Consignes:
**1.** Quel est le titre du livre de Baudrillard cité dans le texte sur la publicité et la consommation ?
**2.** Recopiez le passage du texte sur la publicité et la consommation qui commence par « Si la publicité » et se poursuit jusqu'à « sa redoutable efficacité. », en renommant « récepteur » en « destinataire ».
**3.** Prolongez le texte sur la publicité et la consommation au-delà de sa dernière phrase.

Extrait du texte:
#####
Si la publicité n'était qu'un pur matraquage, ça ne marcherait pas aussi bien, la publicité offre au récepteur de prendre une revanche sur le monde et sur le langage. C'est le discours qui laisse au récepteur une marge de manœuvre, qui lui laisse la "rime", la possibilité de continuer le message, d'en être quasiment le co-auteur. D'où la suprême aliénation qu'elle constitue et sa redoutable efficacité.
Bien à toi,
Laurent
Intéressante typologie amusante de la bêtise, selon ta méthode de l'étymologie flottante, ou du rapprochement sémantique, dite encore langue des oiseaux (http://fr.wikipedia.org/wiki/Langue_des_oiseaux).
Bien à toi,
Laurent
Bonjour Laurent,
Ton étude du consommateur aliéné est très proche de celle accomplie par Baudrillard dans un de ses premiers livres intitulé La Société de Consommation. C’est ce que Baudrillard appelait « la plus petite différence marginale. » Il me semble cependant que c’est une étude du capitalisme encore trop psychologique. C’est pourquoi Baudrillard préféra ensuite proposer une étude plus structuraliste, et même d’ailleurs déjà dans la Société de Consommation il écrivait par exemple ceci. « La « personne » avec ses traits irréductibles et son poids spécifique, telle que toute la tradition occidentale l’a forgée comme mythe organisateur du sujet, avec ses passions, sa volonté son caractère ou…sa banalité, cette personne est absente, morte, balayée de notre univers fonctionnel. Et c’est cette personne absente, cette instance perdue qui va se « personnaliser ». C’est cet être perdu qui va se reconstituer in abstracto, par la force des signes, dans l’éventail démultiplié des différences, dans la Mercedes, dans la « petite note claire », dans mille autres signes agrégés, constellés pour recréer une individualité de synthèse, et au fond pour éclater dans l’anonymat le plus total, puisque la différence est par définition ce qui n’a pas de nom. » ou encore « Il faut voir que la consommation ne s’ordonne pas autour d’un individu avec ses besoins personnels indexés ensuite selon une exigence de prestige ou de conformité, sur un contexte de groupe. Il y a d’abord une logique structurelle de la différenciation, qui produit les individus comme « personnalisés » c’est-à-dire comme différents les uns des autres, mais selon des modèles généraux et selon un code auxquels, dans l’acte même de se singulariser, ils se conforment. »
#####
Données enregistrées:
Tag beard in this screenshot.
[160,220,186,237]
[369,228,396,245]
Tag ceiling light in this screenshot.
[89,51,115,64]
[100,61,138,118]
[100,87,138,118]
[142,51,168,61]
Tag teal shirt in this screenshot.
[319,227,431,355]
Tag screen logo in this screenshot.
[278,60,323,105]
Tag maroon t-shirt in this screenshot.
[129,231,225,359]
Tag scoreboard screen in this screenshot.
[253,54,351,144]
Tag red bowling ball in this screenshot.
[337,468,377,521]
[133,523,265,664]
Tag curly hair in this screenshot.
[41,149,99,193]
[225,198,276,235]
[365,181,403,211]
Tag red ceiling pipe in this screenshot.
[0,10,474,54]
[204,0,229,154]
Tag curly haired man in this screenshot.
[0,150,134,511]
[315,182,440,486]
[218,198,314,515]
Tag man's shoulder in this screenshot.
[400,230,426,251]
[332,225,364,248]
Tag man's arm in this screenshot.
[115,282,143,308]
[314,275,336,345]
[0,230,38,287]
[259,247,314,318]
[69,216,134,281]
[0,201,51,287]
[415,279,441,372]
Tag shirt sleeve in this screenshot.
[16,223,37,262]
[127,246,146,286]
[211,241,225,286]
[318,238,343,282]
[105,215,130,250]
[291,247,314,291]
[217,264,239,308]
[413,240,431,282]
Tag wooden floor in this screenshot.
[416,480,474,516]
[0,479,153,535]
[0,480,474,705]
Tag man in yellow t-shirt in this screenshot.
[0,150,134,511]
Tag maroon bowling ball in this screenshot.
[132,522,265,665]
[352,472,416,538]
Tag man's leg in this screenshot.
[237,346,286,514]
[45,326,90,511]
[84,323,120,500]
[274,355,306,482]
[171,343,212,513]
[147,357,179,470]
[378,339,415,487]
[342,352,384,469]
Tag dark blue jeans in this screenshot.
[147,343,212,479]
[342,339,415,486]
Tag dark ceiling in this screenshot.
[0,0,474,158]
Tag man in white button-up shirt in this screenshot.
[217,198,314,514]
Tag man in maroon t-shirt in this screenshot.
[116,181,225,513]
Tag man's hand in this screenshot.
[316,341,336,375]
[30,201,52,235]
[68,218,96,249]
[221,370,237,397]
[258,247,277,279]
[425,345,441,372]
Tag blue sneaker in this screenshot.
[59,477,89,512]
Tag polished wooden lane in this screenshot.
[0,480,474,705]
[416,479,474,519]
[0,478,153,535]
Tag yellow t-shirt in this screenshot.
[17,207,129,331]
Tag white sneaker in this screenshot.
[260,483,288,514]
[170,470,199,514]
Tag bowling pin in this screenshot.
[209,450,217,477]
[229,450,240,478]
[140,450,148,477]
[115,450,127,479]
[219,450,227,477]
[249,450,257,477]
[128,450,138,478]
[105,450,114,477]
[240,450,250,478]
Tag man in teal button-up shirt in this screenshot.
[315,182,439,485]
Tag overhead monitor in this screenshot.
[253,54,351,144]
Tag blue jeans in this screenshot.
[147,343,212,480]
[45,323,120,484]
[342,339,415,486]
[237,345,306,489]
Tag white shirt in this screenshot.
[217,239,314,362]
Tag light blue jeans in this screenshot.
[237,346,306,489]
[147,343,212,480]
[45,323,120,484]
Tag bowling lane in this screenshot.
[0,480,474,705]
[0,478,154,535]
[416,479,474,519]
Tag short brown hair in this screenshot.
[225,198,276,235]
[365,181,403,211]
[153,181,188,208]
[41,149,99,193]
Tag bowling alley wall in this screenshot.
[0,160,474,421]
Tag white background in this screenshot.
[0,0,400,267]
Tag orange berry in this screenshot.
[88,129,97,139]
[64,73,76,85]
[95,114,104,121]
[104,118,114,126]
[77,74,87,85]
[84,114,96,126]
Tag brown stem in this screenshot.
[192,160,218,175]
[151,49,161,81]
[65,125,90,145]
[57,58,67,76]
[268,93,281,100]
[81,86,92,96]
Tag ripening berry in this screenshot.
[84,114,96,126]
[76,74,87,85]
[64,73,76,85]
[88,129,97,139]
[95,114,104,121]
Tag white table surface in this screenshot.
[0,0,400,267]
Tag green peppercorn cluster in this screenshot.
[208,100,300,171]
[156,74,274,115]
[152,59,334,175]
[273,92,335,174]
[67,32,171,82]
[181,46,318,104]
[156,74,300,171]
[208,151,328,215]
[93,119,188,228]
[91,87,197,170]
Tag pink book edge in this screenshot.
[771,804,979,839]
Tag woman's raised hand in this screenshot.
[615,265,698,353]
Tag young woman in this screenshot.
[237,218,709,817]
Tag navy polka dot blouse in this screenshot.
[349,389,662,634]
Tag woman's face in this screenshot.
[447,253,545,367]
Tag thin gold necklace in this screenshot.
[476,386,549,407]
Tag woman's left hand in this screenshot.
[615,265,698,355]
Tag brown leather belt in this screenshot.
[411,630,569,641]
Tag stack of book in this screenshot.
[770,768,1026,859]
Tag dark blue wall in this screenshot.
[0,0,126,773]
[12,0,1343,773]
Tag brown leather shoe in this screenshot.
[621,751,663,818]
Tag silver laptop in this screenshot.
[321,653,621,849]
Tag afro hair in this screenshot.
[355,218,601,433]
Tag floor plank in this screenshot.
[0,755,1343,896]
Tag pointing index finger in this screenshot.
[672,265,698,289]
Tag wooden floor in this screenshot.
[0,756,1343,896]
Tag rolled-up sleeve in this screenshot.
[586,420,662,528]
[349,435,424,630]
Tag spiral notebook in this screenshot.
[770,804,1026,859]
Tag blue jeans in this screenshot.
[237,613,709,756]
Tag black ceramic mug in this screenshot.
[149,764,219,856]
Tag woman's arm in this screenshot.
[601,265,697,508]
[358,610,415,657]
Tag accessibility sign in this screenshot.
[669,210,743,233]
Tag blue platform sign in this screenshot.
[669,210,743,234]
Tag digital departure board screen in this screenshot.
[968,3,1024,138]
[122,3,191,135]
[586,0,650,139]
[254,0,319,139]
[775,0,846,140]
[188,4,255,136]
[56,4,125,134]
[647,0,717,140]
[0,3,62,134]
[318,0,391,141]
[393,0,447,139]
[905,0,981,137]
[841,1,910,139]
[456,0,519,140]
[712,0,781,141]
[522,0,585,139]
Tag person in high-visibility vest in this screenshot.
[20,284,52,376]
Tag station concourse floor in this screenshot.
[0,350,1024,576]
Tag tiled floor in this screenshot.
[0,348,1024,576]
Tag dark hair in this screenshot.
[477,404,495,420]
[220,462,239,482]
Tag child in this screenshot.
#####
Réponses:
**1.** La Société de Consommation.

**2.**
Si la publicité n'était qu'un pur matraquage, ça ne marcherait pas aussi bien, la publicité offre au destinataire de prendre une revanche sur le monde et sur le langage. C'est le discours qui laisse au destinataire une marge de manœuvre, qui lui laisse la "rime", la possibilité de continuer le message, d'en être quasiment le co-auteur. D'où la suprême aliénation qu'elle constitue et sa redoutable efficacité.

**3.**
Enfin dans la dernière partie de son œuvre et c’est là que cela devient prodigieux Baudrillard proposa une approche métaphysique ou plutôt pataphysique du capitalisme avec des idées comme l’Hyperréalité, le Crime Parfait ou Le Pacte de Lucidité « C’est l’étrangeté du monde qui est fondamentale et c’est elle qui résiste au statut de réalité objective. De même, c’est notre étrangeté à nous-mêmes qui est fondamentale et qui résiste au statut de sujet. »
C’est pourquoi le problème de la rime que je cherchais à étudier reste toujours aussi confus. Ce qui m’intéresse ce serait de savoir pourquoi cette petite différence marginale (autrement dit le désir de signifier sa liberté) est désormais appelée rime ? Et alors qui rime avec qui ou qui avec quoi ou quoi avec quoi ? Et aussi surtout où se trouve la structure versifiée qui donne à entendre ces rimes ? Cette structure versifiée est-elle celle du réseau électrique ? Ou encore le réseau électrique (électronique) développerait-il une structure de rimes sans versification ? Le réseau électronique de l’information parviendrait alors à développer une sorte de prose rimée ou peut-être des sortes de vers libres dotés de rimes. En cela le réseau électronique de l’information serait non seulement une invention technique mais aussi une invention rhétorique, une invention techno-rhétorique donc.
J’avais déjà un peu entendu parler de la langue des oiseaux, je ne savais pas cependant que cette langue des oiseaux disposait d’une telle tradition (« La tradition n’est pas la conservation de la cendre, mais la transmission du feu. » G. Mahler). Je ne sais pas si tu le sais Ferdinand de Saussure a inventé la sémiologie surtout afin d’élucider cette langue des oiseaux (ce qu’il appelait selon sa terminologie la structure anagrammatique de la langue). Et à la fin de sa vie il jugeait la science sémiologique qu’il avait découverte presque sans valeur précisément parce qu’il n’était pas parvenu à accomplir cette élucidation. Quelqu’un comme Lacan a aussi essayé d’utiliser systématiquement cette langue des oiseaux selon une logique hégélienne. La pensée de Lacan c’est (entre autre) le calembour ou la glossolalie interprétés du point de vue de Hegel.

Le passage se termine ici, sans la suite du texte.